Kurze Aufgabe A: Sammle aus den Einträgen weiter unten jede Zeile, in der das Wort „plastic“ vorkommt, und schreib sie unverändert ab.

Vorgegebener Text:
Das klingt im Ton ein wenig anders als die „Leistung muss sich wieder lohnen“-Trommel, die Lindners Chef seit Wochen schlägt; und das soll es ja. Auch in dem siebenseitigen Papier, das Lindner und mehrere FDP-Sozialpolitiker auf einem Symposion vorlegen, kommen Reizworte wie „spätrömische Dekadenz“ und „anstrengungsloser Wohlstand“ nicht vor.

In einem Punkt distanzieren sich Lindner und seine FDP-Kollegen sogar indirekt von Forderungen des FDP-Vorsitzenden. Westerwelles Idee, Arbeitslose zum Schneeschippen einzuspannen, taucht nämlich nicht auf – im Gegenteil: Zwar bekräftigen die Liberalen das Prinzip „Keine Leistung ohne Gegenleistung“, machen aber zugleich klar, dass sie Ein-Euro-Jobs – und in diese Kategorie fallen auch Laubfegen, Ästeschneiden oder Schneeschippen – nicht als Gegenleistung ansehen. Die Kleinstjobs würden sozialversicherungspflichtige Beschäftigung massiv gefährden und sollten daher nur dort angeboten werden, wo sie der Qualifizierung und Integration in den Arbeitsmarkt dienten, befinden die Liberalen. Dafür bekommen sie Lob von ungewohnter Seite: „Die FDP kassiert die Kraftpositionen ihres Vorsitzenden Westerwelle. Das trägt zur Versachlichung der Debatte bei“, sagt Ulrich Schneider, Hauptgeschäftsführer des Paritätischen Wohlfahrtsverbands. Der Sache dürfte auch die Klarstellung dienen, dass die FDP gar keine härteren Sanktionen gegen arbeitsunwillige Hartz-IV-Empfänger fordert, sondern bloß „konsequente Anwendung der bestehenden Rechtslage“. Auch da hatte Westerwelle zumindest einen anderen Eindruck erweckt.

Mit dem Thesenpapier und einem Symposium zum Sozialstaat reagiert die FDP auf die Debatte, die Westerwelle durch seine provokanten Äußerungen losgetreten hatte. Die Positionen sollen Grundlage für den Leitantrag auf dem Parteitag im April sein – und nebenbei vor der Landtagswahl in Nordrhein-Westfalen das Bild der „kalten“ FDP korrigieren. Ein Verfahren, das in der FDP inzwischen eine gewisse Tradition hat. 2003, nach „Projekt 18“ und der Affäre Möllemann, war es Westerwelle selbst, der ein Sozialstaats-Papier für einen Parteitag verfasste. Die Entdeckung des Sozialen war damals ein Schritt bei dem Versuch, die um ein Haar selbst zerstörte Seriosität der Liberalen wiederherzustellen. In dem eher prinzipiell gehaltenen Traktat standen Sätze wie „Es gibt kein Recht auf staatlich bezahlte Faulheit“, aber auch die Forderung, statt einer „Neid-Debatte“ eine „Anerkennungskultur“ zu fördern.

Kurze Aufgabe B: Schreib den Text über das Sozialstaatspapier der FDP weiter, beginnend nach seinem letzten Satz.

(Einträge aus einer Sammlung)
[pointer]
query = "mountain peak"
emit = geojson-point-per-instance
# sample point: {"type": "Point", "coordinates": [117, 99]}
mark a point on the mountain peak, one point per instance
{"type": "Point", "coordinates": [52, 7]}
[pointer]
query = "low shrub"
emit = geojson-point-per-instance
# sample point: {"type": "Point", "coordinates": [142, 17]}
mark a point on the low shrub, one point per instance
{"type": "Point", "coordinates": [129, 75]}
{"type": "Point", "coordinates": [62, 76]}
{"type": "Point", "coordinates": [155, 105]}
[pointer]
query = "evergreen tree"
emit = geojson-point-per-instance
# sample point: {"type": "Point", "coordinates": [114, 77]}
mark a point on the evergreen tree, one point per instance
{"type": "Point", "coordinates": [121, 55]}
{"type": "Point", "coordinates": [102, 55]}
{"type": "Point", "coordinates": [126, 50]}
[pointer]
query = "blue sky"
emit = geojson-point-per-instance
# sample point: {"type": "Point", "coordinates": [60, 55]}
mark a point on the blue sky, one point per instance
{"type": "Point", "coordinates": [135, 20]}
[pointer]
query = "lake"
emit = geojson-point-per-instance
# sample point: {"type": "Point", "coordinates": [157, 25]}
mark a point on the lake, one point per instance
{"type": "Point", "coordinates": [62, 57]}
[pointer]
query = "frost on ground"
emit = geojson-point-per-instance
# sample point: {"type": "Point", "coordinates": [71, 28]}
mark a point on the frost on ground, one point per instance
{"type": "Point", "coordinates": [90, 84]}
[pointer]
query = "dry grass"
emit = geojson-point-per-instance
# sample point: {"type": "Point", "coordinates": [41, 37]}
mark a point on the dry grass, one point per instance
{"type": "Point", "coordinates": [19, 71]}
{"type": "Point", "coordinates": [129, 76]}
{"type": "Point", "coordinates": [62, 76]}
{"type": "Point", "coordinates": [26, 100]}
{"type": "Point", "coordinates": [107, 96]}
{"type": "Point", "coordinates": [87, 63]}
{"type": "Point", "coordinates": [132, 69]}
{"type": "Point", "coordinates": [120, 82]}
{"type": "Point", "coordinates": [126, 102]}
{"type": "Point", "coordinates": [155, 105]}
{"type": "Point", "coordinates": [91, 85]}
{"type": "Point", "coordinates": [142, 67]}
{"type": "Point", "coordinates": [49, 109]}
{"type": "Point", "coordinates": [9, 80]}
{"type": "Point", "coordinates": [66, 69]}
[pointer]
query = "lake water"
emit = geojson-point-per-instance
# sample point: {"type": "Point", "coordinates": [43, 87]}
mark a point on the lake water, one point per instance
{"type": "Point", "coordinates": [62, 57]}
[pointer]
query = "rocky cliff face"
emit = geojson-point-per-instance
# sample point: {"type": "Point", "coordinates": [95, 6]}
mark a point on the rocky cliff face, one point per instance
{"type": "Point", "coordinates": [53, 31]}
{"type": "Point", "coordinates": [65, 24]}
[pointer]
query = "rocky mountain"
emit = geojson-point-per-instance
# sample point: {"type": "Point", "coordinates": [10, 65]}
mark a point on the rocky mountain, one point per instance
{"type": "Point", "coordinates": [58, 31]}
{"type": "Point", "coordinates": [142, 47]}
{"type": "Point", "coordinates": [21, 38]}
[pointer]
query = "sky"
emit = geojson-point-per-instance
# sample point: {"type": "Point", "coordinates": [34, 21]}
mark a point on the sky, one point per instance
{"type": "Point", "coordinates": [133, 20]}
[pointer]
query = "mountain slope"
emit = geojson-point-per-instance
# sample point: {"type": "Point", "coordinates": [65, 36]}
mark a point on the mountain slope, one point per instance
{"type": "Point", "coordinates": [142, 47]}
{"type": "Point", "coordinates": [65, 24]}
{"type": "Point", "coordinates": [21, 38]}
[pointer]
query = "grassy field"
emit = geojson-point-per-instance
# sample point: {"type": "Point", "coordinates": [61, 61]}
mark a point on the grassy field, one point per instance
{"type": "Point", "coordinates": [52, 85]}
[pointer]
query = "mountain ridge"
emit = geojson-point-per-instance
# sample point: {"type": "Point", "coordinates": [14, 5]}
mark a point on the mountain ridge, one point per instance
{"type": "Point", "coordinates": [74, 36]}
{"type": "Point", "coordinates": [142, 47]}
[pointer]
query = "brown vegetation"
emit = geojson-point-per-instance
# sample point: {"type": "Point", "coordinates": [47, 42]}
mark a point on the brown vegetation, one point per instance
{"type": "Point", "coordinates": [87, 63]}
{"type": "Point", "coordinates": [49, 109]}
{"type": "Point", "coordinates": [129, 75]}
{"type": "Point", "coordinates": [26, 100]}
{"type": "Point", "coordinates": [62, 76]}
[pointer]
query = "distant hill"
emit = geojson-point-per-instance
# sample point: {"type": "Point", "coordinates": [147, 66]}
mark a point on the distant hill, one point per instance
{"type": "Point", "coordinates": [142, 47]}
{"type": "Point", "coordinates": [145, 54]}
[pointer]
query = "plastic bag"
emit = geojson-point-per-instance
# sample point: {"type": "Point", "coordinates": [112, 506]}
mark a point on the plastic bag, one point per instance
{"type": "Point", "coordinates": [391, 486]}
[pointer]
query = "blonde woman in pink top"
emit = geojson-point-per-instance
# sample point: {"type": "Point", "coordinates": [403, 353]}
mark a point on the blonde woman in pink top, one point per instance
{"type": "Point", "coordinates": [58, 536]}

Antwort A:
query = "plastic bag"
mark a point on the plastic bag, one point per instance

Antwort B:
Das neue Papier knüpft an diesem Punkt an das alte an. Die FDP 2010 fordert konkret, die Zuverdienstmöglichkeiten für Hartz-IV-Empfänger auszuweiten. Die Anreize für die Aufnahme einer gering bezahlten, aber existenzsichernden Beschäftigung seien in Deutschland zu schwach. Die FDP bringt zwei Varianten ins Gespräch, mit denen es nach ihrer Ansicht attraktiver würde, mehr als einen 400-Euro-Minijob anzunehmen. Außerdem soll geprüft werden, Geringverdiener bei den Sozialabgaben zu entlasten, indem die Grenze für die sogenannten Midijobs von derzeit 800 auf 1000 Euro angehoben wird. Bei diesen Beschäftigungsverhältnissen zahlt der Arbeitnehmer nicht die vollen Sozialabgaben.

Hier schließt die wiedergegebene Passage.